— Selected extract —
-*-*-

Metamath Proof Explorer

Theorem fcof1o

Description: Show that two functions are inverse to each other by computing their compositions. (Contributed by Mario Carneiro, 21-Mar-2015) (Proof shortened by AV, 15-Dec-2019)

		Ref	Expression
	Assertion	fcof1o	$⊢ ((F : A ⟶ B \land G : B ⟶ A) \land (F \circ G = {I ↾}_{B} \land G \circ F = {I ↾}_{A})) \to (F : A \underset{1-1 onto}{⟶} B \land F^{-1} = G)$

Proof

Step	Hyp	Ref	Expression
1		simpll	$⊢ ((F : A ⟶ B \land G : B ⟶ A) \land (F \circ G = {I ↾}_{B} \land G \circ F = {I ↾}_{A})) \to F : A ⟶ B$
2		simplr	$⊢ ((F : A ⟶ B \land G : B ⟶ A) \land (F \circ G = {I ↾}_{B} \land G \circ F = {I ↾}_{A})) \to G : B ⟶ A$
3		simprr	$⊢ ((F : A ⟶ B \land G : B ⟶ A) \land (F \circ G = {I ↾}_{B} \land G \circ F = {I ↾}_{A})) \to G \circ F = {I ↾}_{A}$
4		simprl	$⊢ ((F : A ⟶ B \land G : B ⟶ A) \land (F \circ G = {I ↾}_{B} \land G \circ F = {I ↾}_{A})) \to F \circ G = {I ↾}_{B}$
5	1 2 3 4	fcof1od	$⊢ ((F : A ⟶ B \land G : B ⟶ A) \land (F \circ G = {I ↾}_{B} \land G \circ F = {I ↾}_{A})) \to F : A \underset{1-1 onto}{⟶} B$
6	1 2 3 4	2fcoidinvd	$⊢ ((F : A ⟶ B \land G : B ⟶ A) \land (F \circ G = {I ↾}_{B} \land G \circ F = {I ↾}_{A})) \to F^{-1} = G$
7	5 6	jca	$⊢ ((F : A ⟶ B \land G : B ⟶ A) \land (F \circ G = {I ↾}_{B} \land G \circ F = {I ↾}_{A})) \to (F : A \underset{1-1 onto}{⟶} B \land F^{-1} = G)$

-*-*-

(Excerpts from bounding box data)
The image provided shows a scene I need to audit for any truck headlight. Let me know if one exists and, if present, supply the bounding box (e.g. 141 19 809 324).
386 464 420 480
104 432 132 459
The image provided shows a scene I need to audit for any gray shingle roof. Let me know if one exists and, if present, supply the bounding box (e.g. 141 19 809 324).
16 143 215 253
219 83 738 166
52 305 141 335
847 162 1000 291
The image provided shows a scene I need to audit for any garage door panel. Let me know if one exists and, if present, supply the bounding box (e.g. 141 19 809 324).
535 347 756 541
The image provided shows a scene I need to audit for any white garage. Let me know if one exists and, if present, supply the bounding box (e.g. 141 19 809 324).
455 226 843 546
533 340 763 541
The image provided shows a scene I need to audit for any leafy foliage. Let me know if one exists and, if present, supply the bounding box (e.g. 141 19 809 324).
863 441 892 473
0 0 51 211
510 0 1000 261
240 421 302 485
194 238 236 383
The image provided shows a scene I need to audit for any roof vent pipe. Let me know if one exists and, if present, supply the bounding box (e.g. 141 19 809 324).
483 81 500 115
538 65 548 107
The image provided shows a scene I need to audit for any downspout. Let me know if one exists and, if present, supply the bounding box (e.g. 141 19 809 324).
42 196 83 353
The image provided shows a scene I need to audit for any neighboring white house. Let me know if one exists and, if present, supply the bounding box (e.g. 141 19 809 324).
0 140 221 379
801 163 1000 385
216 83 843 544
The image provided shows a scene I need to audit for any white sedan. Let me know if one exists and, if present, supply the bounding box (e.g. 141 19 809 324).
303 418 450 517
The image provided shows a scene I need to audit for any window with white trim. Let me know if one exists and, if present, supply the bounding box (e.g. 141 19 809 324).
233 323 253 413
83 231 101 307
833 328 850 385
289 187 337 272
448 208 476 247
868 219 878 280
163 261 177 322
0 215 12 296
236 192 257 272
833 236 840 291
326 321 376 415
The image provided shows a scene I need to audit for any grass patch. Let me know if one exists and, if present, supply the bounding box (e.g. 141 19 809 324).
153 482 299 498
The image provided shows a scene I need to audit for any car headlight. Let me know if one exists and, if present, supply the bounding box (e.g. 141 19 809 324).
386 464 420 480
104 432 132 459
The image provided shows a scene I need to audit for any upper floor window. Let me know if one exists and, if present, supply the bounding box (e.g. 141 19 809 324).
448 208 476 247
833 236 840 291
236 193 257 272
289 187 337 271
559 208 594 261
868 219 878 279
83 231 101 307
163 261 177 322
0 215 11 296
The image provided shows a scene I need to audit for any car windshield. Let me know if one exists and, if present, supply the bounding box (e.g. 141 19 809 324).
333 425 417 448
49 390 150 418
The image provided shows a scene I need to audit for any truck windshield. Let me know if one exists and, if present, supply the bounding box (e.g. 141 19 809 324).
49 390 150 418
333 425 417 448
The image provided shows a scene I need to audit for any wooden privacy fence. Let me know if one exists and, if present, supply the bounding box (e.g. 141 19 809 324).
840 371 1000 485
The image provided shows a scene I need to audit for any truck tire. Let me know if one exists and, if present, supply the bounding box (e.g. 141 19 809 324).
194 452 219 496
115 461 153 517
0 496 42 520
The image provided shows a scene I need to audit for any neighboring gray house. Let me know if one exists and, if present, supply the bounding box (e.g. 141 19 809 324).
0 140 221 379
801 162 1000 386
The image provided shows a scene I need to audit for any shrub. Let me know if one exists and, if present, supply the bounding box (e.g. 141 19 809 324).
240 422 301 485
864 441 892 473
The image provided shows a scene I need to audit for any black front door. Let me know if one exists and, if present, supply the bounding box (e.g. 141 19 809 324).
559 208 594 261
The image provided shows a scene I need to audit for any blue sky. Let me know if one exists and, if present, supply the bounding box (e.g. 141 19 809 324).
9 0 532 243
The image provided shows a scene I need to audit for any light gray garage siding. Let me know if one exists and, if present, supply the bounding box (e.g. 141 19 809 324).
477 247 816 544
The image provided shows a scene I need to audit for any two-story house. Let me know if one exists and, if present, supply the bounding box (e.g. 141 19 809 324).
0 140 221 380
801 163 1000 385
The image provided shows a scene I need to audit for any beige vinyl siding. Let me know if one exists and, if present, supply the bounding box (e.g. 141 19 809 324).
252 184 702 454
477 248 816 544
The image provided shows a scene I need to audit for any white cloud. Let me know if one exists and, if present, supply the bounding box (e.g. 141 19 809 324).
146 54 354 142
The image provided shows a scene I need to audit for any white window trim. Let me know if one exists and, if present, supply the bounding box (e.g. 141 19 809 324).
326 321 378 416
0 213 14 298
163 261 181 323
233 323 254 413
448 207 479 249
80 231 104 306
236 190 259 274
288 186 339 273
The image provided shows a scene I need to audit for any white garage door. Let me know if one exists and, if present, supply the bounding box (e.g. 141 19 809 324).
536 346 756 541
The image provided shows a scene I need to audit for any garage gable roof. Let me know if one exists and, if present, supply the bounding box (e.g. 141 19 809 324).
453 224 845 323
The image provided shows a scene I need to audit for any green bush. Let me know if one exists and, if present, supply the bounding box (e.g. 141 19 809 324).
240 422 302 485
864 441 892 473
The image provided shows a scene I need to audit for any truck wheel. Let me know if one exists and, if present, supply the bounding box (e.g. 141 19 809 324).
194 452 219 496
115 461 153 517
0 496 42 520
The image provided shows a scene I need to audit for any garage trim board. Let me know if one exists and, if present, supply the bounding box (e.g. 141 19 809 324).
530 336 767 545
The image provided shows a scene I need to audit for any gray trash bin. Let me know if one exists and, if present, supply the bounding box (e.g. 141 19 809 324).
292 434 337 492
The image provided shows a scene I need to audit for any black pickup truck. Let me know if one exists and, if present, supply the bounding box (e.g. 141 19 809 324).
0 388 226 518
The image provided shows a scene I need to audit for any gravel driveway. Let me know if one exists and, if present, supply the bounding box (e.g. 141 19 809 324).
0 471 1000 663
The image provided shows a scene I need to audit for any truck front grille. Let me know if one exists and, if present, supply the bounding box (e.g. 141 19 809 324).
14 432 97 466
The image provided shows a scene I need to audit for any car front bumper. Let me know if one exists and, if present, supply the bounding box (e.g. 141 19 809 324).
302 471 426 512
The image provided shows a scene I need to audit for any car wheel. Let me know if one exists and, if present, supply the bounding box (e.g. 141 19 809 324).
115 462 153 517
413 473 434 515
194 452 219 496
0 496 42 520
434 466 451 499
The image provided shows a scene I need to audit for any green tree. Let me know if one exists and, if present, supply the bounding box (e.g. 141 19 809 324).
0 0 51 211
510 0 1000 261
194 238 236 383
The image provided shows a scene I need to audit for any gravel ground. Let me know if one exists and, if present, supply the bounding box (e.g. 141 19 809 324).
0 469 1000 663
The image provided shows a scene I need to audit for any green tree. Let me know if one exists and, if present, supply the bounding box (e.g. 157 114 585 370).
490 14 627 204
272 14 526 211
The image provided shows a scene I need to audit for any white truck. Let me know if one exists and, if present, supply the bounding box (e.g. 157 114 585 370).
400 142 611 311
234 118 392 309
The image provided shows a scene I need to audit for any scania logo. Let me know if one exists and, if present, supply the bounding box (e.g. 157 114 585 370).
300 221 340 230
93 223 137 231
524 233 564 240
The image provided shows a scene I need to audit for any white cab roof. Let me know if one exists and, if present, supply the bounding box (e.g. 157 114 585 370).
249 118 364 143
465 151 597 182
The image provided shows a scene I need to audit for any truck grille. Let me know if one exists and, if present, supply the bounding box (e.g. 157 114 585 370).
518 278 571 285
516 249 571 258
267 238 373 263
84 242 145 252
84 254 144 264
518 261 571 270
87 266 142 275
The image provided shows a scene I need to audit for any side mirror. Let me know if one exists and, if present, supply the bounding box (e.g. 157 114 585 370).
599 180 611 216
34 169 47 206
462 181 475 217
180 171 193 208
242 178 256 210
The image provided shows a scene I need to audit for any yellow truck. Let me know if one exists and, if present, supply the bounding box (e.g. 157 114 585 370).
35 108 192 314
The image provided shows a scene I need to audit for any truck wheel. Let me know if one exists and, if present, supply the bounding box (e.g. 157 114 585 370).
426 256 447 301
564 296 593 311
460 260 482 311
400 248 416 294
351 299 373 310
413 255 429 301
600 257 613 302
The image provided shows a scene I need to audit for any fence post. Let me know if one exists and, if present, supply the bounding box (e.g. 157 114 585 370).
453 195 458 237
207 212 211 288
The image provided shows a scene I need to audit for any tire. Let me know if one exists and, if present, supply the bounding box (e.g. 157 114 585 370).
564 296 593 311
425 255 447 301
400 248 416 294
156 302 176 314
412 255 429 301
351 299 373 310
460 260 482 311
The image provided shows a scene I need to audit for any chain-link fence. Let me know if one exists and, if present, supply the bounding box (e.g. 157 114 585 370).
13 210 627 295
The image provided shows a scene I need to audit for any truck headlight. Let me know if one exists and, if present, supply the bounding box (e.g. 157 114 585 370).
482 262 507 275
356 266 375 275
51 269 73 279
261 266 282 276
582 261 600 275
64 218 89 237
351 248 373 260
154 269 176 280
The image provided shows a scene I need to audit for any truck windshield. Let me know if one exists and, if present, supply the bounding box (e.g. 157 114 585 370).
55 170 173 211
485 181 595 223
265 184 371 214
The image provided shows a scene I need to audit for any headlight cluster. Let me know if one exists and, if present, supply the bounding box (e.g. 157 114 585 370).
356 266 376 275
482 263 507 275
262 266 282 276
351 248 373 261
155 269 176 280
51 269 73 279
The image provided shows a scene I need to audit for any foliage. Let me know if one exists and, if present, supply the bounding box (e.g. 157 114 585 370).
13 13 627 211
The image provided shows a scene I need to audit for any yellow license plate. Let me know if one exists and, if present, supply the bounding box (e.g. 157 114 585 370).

-*-*-

— Required tasks —
• A. Summarize the Metamath page on theorem fcof1o in two sentences.
• B. According to the Metamath page on theorem fcof1o, who shortened the proof, and on what date?

— Exercise responses —
• A. Theorem fcof1o shows that two functions are inverse to each other by computing their compositions. If F maps A to B, G maps B to A, F ∘ G is the identity restricted to B, and G ∘ F is the identity restricted to A, then F is a one-to-one onto function from A to B and F⁻¹ equals G.

• B. AV, on 15-Dec-2019.